#### Short exercise
Produce a verbatim transcription of the records below, beginning at the line containing "In this exercise you will mark the blue wooden" and ending at the final line; include only those lines.

#### Extracted data
....................
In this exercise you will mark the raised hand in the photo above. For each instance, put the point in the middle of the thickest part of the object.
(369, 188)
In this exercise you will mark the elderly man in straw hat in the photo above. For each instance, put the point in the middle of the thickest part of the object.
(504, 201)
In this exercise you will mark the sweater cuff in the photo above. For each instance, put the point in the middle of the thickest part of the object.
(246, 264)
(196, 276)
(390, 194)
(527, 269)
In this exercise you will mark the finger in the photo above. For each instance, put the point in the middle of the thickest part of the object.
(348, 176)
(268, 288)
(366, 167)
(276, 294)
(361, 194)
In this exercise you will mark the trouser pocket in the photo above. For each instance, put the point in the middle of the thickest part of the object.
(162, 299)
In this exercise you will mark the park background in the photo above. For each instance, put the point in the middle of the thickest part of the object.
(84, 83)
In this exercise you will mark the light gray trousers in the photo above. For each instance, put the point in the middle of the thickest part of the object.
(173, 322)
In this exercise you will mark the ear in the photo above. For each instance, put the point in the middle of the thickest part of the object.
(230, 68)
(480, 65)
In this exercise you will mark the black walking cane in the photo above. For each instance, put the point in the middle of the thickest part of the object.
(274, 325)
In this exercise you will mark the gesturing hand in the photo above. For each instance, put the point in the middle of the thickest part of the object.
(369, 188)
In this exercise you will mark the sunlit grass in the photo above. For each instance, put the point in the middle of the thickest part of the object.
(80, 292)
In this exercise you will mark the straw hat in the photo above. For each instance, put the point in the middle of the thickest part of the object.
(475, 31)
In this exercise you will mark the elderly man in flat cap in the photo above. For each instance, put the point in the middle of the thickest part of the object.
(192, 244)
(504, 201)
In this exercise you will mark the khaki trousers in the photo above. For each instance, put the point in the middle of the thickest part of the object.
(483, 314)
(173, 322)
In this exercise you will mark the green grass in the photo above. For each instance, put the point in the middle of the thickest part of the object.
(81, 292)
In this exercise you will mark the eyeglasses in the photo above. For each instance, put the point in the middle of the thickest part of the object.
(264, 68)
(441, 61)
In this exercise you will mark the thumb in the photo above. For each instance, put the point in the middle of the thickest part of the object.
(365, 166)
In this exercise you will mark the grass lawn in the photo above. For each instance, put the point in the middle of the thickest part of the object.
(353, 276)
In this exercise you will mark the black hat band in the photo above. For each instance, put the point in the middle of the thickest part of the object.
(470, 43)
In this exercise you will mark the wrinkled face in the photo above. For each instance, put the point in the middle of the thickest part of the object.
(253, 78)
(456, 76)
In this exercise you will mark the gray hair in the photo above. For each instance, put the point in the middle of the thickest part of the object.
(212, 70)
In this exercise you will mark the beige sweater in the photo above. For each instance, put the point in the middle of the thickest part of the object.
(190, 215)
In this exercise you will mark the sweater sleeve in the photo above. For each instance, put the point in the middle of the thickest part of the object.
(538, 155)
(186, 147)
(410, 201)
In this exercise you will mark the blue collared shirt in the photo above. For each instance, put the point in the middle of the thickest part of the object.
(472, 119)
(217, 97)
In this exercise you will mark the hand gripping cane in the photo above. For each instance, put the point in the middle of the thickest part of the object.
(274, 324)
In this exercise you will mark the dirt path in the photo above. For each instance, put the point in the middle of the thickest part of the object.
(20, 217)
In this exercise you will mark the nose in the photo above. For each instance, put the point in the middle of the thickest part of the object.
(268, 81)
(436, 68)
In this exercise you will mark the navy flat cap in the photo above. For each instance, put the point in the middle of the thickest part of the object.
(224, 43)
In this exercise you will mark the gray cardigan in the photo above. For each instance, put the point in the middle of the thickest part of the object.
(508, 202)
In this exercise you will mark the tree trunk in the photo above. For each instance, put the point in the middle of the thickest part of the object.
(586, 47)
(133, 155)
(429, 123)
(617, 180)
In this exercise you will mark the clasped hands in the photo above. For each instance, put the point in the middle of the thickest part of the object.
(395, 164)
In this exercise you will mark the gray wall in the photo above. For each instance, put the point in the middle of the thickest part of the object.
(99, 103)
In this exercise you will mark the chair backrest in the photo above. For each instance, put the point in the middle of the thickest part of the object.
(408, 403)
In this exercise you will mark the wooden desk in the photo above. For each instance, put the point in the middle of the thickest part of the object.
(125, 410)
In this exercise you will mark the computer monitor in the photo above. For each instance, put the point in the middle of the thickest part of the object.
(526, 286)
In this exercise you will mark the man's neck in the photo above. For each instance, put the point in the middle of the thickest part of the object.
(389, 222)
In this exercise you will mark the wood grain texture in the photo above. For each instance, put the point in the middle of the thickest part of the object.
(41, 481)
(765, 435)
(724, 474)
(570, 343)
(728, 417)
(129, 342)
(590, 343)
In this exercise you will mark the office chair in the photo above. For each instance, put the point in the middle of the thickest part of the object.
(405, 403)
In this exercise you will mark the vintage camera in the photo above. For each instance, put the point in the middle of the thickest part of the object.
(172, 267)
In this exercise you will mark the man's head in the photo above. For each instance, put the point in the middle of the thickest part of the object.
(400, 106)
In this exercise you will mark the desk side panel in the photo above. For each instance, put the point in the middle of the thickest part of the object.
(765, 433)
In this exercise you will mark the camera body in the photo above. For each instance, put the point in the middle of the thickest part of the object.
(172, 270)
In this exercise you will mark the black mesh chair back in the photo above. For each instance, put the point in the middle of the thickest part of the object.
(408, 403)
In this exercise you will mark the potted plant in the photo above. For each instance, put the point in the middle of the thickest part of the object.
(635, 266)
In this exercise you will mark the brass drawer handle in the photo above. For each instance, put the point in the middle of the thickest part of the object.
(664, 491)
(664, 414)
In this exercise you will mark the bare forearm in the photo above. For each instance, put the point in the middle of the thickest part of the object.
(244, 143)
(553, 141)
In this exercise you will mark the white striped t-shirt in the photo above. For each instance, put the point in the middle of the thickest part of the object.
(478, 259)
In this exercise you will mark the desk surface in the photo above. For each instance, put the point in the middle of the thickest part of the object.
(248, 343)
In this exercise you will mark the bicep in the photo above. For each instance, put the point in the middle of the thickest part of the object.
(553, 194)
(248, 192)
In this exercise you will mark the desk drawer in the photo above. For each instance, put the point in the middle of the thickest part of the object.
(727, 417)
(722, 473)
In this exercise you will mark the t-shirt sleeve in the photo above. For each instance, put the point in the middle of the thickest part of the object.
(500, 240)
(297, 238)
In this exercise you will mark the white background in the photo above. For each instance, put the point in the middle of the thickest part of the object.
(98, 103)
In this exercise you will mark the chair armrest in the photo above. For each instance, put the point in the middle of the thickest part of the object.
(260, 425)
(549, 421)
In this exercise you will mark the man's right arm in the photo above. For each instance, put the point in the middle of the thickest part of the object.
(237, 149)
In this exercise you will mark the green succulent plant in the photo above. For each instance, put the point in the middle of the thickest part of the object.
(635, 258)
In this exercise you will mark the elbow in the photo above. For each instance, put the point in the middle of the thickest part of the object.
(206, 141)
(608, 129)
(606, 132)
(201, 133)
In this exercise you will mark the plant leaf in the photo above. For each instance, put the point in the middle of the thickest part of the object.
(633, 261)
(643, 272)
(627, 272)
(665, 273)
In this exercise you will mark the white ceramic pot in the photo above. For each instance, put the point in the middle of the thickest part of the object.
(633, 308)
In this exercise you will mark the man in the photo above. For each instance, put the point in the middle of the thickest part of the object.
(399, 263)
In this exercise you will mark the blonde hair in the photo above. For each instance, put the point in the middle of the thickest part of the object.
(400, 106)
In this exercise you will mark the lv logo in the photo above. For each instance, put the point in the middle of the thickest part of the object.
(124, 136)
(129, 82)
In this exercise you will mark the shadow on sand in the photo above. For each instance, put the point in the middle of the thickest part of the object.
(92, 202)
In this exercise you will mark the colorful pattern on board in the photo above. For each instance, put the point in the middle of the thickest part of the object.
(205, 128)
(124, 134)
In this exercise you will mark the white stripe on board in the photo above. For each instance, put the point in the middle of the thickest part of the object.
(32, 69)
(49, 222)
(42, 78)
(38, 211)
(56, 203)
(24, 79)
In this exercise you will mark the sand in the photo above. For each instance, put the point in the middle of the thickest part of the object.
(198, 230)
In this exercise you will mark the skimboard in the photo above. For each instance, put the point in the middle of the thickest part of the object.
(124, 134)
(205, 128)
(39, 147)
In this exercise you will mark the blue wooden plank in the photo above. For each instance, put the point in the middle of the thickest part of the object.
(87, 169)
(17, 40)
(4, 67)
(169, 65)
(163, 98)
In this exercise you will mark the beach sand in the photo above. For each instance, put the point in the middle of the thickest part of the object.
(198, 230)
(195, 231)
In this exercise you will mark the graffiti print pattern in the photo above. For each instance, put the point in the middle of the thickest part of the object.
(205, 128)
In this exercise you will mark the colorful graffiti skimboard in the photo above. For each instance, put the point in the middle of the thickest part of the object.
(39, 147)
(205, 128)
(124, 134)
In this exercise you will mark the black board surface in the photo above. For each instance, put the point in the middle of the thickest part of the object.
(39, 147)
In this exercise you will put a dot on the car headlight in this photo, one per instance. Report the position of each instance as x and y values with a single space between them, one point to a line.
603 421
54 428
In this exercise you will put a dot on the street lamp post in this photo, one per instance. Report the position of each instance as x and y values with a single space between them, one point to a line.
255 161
....................
#### Exercise result
In this exercise you will mark the blue wooden plank in the photo above. For each instance, put the point in the middle of the thickest part of the object.
(87, 169)
(17, 40)
(4, 67)
(169, 65)
(163, 98)
In this exercise you will mark the beach sand in the photo above. For each instance, put the point in the middle of the thickest part of the object.
(198, 230)
(195, 231)
In this exercise you will mark the graffiti print pattern in the photo above. For each instance, put the point in the middle of the thickest part of the object.
(205, 128)
In this exercise you will mark the colorful graffiti skimboard in the photo above. For each instance, put the point in the middle of the thickest part of the object.
(39, 147)
(205, 128)
(124, 134)
In this exercise you will mark the black board surface in the photo above. For each instance, put the point in the middle of the thickest part of the object.
(39, 147)
In this exercise you will put a dot on the car headlight in this photo, one per instance. Report the position of each instance as x and y values with a single space between them, one point to a line.
603 421
54 428
In this exercise you will put a dot on the street lamp post in this photo, one per instance. Report the position of each instance as x and y values with a single space between them, one point to a line.
255 161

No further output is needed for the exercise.